> _Objective_:
From the listing that follows, extract every line and set it down unaltered.

> _Information supplied_:
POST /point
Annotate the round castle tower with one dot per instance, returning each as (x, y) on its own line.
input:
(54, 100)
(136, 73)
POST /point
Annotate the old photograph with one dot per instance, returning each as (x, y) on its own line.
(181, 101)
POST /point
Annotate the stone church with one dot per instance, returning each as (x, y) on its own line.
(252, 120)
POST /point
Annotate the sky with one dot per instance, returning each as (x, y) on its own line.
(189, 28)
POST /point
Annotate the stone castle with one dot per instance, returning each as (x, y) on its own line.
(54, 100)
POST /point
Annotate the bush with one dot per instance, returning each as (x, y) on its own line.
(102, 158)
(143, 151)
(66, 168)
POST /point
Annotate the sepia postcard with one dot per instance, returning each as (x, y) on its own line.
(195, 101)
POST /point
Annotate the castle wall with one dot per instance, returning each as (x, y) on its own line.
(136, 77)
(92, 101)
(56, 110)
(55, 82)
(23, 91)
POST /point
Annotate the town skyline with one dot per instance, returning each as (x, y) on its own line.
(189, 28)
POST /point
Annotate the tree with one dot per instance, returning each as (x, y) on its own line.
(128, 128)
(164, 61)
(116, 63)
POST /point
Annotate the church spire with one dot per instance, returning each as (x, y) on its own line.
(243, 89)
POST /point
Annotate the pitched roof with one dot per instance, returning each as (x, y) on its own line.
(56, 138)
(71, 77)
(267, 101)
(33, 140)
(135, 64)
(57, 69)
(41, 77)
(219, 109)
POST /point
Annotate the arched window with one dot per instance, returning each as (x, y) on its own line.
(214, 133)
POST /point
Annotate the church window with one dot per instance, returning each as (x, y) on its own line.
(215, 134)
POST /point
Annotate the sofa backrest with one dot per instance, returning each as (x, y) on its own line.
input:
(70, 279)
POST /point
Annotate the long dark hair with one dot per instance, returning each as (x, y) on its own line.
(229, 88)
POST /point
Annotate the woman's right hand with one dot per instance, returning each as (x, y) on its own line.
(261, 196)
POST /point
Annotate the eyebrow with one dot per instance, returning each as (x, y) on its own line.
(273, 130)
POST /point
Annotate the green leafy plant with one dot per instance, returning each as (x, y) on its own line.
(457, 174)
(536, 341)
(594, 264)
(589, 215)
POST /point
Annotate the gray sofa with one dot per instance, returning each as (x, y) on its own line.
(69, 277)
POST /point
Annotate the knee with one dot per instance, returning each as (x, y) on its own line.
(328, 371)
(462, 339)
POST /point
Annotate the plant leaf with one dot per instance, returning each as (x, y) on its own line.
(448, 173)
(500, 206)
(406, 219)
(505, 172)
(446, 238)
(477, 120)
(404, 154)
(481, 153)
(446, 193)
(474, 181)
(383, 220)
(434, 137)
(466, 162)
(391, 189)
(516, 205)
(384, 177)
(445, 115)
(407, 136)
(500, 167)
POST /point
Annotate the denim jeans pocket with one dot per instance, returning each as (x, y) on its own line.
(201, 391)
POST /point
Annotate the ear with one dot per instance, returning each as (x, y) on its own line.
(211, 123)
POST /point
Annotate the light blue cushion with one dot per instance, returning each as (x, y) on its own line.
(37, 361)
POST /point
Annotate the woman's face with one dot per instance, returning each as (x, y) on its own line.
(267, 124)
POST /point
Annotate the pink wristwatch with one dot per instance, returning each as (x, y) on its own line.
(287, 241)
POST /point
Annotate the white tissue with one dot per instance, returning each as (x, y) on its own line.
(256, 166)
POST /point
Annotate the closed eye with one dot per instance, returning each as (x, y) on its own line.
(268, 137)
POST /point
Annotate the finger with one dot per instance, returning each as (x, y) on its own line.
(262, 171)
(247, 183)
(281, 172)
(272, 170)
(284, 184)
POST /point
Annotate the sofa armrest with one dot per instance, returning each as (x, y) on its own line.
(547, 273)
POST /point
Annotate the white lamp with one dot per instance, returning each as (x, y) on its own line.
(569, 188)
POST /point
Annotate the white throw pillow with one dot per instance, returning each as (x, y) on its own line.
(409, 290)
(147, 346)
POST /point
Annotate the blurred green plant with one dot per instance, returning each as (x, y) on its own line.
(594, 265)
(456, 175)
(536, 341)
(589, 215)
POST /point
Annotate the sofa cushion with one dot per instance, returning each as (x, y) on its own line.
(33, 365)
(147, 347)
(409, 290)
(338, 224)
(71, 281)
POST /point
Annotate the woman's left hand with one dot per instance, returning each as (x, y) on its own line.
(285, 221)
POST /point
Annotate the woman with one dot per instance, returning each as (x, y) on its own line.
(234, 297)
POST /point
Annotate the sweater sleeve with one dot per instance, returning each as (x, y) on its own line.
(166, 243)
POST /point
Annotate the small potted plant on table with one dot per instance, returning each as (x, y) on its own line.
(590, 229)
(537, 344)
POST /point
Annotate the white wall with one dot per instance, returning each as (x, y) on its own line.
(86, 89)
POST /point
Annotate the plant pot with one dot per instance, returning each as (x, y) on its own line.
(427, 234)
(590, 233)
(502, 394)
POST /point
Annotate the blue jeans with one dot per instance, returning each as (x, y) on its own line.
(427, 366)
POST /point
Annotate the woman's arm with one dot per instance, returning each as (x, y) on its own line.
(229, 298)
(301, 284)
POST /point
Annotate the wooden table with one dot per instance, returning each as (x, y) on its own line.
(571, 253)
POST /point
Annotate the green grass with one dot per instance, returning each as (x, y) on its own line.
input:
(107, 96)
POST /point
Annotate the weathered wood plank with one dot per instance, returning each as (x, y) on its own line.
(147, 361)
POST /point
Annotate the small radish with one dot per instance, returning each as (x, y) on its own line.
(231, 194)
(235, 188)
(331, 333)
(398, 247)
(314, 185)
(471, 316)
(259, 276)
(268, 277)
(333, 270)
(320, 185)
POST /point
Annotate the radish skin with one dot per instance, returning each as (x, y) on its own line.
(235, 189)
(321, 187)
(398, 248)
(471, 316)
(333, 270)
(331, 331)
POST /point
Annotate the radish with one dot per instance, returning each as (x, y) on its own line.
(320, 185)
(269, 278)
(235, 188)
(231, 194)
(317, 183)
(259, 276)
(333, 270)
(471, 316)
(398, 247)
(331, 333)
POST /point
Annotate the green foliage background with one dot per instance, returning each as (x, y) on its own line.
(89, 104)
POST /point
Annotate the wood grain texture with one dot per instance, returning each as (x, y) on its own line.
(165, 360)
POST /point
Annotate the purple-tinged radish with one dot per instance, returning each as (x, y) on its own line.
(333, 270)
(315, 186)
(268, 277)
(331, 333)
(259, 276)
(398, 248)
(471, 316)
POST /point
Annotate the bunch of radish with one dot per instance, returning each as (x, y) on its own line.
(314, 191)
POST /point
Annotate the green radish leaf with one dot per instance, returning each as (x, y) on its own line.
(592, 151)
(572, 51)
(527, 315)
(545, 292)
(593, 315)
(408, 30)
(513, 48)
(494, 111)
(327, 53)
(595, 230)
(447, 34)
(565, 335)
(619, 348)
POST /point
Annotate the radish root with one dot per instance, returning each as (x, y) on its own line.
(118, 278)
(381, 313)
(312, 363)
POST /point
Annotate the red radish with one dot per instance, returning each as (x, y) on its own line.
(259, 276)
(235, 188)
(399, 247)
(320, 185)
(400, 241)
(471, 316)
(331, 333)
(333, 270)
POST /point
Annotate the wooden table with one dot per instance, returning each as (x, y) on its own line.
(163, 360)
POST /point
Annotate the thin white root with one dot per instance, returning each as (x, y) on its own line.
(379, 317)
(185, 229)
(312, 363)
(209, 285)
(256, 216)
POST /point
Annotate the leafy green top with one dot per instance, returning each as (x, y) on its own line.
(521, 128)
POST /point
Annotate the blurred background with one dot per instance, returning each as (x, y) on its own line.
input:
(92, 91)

> _The result_:
POST /point
Annotate the round castle tower with one dot per instance, returning each as (x, y) on its own line.
input:
(54, 100)
(136, 73)
POST /point
Annotate the old photograph with one dot per instance, returning each as (x, y) on its own line.
(181, 101)
POST /point
Annotate the stone church with one dot per instance, returning each as (x, y) on its own line.
(252, 120)
POST /point
Annotate the sky with one dot per instance, returning each as (x, y) on its own line.
(189, 28)
POST /point
Annotate the stone castle with one dot per instance, returning each as (x, y) on its own line.
(54, 100)
POST /point
Annotate the bush with one dot per instance, returning each as (x, y) on its own line.
(102, 158)
(143, 151)
(66, 168)
POST /point
Annotate the sepia postcard with one dot per instance, returning each as (x, y) on its own line.
(195, 101)
POST /point
Annotate the castle wall with one dot per instance, returning each as (x, y) on its own line.
(136, 77)
(92, 101)
(56, 110)
(55, 82)
(23, 91)
POST /point
Annotate the town skyline with one dot per instance, returning each as (x, y) on its own line.
(189, 28)
POST /point
Annotate the tree with one dot per instance, returning each as (x, y) on its own line.
(128, 128)
(164, 61)
(116, 63)
POST /point
Annotate the church spire with one dot per instance, returning each as (x, y) on its own line.
(243, 89)
POST /point
Annotate the pitched roof with one dot per instance, returning each as (x, y) on its own line.
(56, 138)
(71, 77)
(267, 101)
(33, 140)
(135, 64)
(57, 69)
(41, 77)
(219, 109)
POST /point
Annotate the arched window with one dot per instance, returning each as (x, y) on its own line.
(214, 133)
POST /point
Annotate the church window with one dot per instance, returning each as (x, y) on its own line.
(215, 134)
POST /point
Annotate the sofa backrest with one dot per instance, returning each as (x, y) on its own line.
input:
(70, 279)
POST /point
Annotate the long dark hair with one dot per instance, returning each as (x, y) on its own line.
(229, 88)
POST /point
Annotate the woman's right hand with one dot per instance, returning each as (x, y) on its own line.
(261, 196)
POST /point
Annotate the eyebrow with one dot per instance, returning each as (x, y) on its own line.
(273, 130)
POST /point
Annotate the green leafy plant with one dot per instance, returning each as (x, y) on its own line.
(457, 174)
(536, 341)
(594, 264)
(589, 215)
POST /point
Annotate the gray sofa with one dot per instance, returning each as (x, y) on its own line.
(69, 277)
POST /point
Annotate the knee with one dot per instance, returning each as (x, y) on its own line.
(328, 371)
(462, 339)
POST /point
Annotate the plant leaf with one dot per instance, returning each as (x, y) on its own line.
(448, 173)
(500, 206)
(406, 219)
(505, 172)
(446, 238)
(477, 120)
(404, 154)
(481, 153)
(446, 193)
(474, 181)
(383, 220)
(434, 137)
(466, 162)
(391, 189)
(516, 205)
(384, 177)
(445, 115)
(407, 136)
(500, 167)
POST /point
Annotate the denim jeans pocket with one dot per instance, returning each as (x, y) on its own line.
(201, 391)
POST /point
Annotate the ear with one dot per instance, returning each as (x, y) on its own line.
(211, 123)
POST /point
Annotate the light blue cushion with one dot per instance, returning each as (x, y) on its own line.
(37, 361)
POST /point
Annotate the woman's face with one dot per instance, returning each as (x, y) on its own line.
(267, 124)
POST /point
Annotate the pink wristwatch with one dot per instance, returning each as (x, y) on its own line.
(287, 241)
POST /point
Annotate the white tissue with one dot per instance, returning each as (x, y) on its own line.
(256, 166)
POST /point
Annotate the closed eye with one dot per instance, returning each as (x, y) on its own line.
(268, 137)
POST /point
Annotate the finger with one dot per instance, returning each as (x, y) on its own line.
(262, 171)
(247, 183)
(281, 172)
(272, 170)
(284, 184)
POST /point
Annotate the sofa armrest with one dot per instance, returning each as (x, y) on its own line.
(547, 273)
POST /point
Annotate the white lamp with one dot per instance, returning each as (x, y) on its own line.
(569, 188)
POST /point
Annotate the white throw pillow with one dot per instance, returning each as (x, y) on its own line.
(409, 290)
(147, 346)
POST /point
Annotate the blurred green plant with one dot per instance, returning each as (x, y) on its own line.
(594, 265)
(456, 175)
(536, 341)
(589, 215)
POST /point
Annotate the sofa cushion with one dot per instance, returning each as (x, y) on its own line.
(33, 365)
(147, 347)
(409, 290)
(338, 224)
(71, 281)
POST /point
Annotate the woman's left hand with one dot per instance, returning each as (x, y) on its own line.
(285, 221)
POST /point
Annotate the woman with one dot per instance, returning each as (x, y) on its own line.
(234, 297)
POST /point
Annotate the sweater sleeve with one dot per instance, returning each as (x, y) on its own line.
(166, 243)
POST /point
Annotate the small potted plant on table with one dot per instance, returning each as (x, y) on its own line.
(590, 229)
(537, 344)
POST /point
Annotate the white wall with one dot per instance, returning each as (x, y) on its own line.
(86, 89)
POST /point
Annotate the plant pot with one dot per instance, returning each as (x, y) on its own line.
(427, 234)
(590, 233)
(502, 394)
POST /point
Annotate the blue jeans with one dot per instance, returning each as (x, y) on its own line.
(427, 366)
POST /point
Annotate the woman's arm with one dot per instance, returning each as (x, y) on its own line.
(229, 298)
(301, 284)
POST /point
Annotate the wooden table with one dot per instance, returning each as (x, y) on its own line.
(571, 253)
POST /point
Annotate the green grass with one dot per instance, returning each as (x, y) on its own line.
input:
(107, 96)
POST /point
Annotate the weathered wood plank with one dot per instance, returning each as (x, y) on its own line.
(147, 361)
POST /point
Annotate the small radish with one dot per instance, returning each as (x, y) on its own line.
(231, 194)
(235, 188)
(331, 333)
(398, 247)
(314, 185)
(471, 316)
(259, 276)
(268, 277)
(333, 270)
(320, 185)
POST /point
Annotate the radish skin with one dot per instance, returning each as (x, y) on its own line.
(235, 189)
(321, 187)
(398, 248)
(471, 316)
(333, 270)
(331, 331)
POST /point
Annotate the radish with one dot per instance, returning each as (x, y) on its own line.
(320, 185)
(269, 278)
(235, 188)
(231, 194)
(317, 183)
(259, 276)
(333, 270)
(471, 316)
(398, 247)
(331, 333)
POST /point
Annotate the green foliage background with one dot per instance, returning each as (x, y) on its own line.
(89, 104)
POST /point
Annotate the wood grain texture with one dot per instance, returning each as (x, y) on its own line.
(165, 360)
POST /point
Annotate the purple-tinged radish with one dot per instance, returning each as (x, y) on its own line.
(333, 270)
(315, 186)
(268, 277)
(331, 333)
(259, 276)
(398, 248)
(471, 316)
POST /point
Annotate the bunch of radish with one dot per instance, returning each as (x, y) on its own line.
(314, 191)
POST /point
Annotate the green radish leaf with one dot per instance, returning each as (x, y) on its own line.
(592, 151)
(572, 51)
(527, 315)
(545, 292)
(593, 315)
(408, 30)
(513, 48)
(494, 111)
(327, 53)
(595, 230)
(447, 34)
(565, 335)
(619, 348)
POST /point
Annotate the radish root with one dot per instance, returning each as (x, y) on its own line.
(118, 278)
(381, 313)
(312, 363)
POST /point
Annotate the red radish with one dot per instance, returning each as (x, y) on its own line.
(259, 276)
(235, 188)
(399, 247)
(320, 185)
(400, 241)
(471, 316)
(331, 333)
(333, 270)
POST /point
Annotate the wooden table with one dot per instance, returning each as (x, y) on its own line.
(163, 360)
POST /point
Annotate the thin white root with one dot per instance, returning each as (x, y) on its own line.
(379, 317)
(185, 229)
(312, 363)
(209, 285)
(256, 216)
POST /point
Annotate the leafy green top with one dot per instance, returning each as (x, y) on its own line.
(521, 128)
POST /point
Annotate the blurred background with one dot per instance, returning each as (x, y) on its own line.
input:
(92, 91)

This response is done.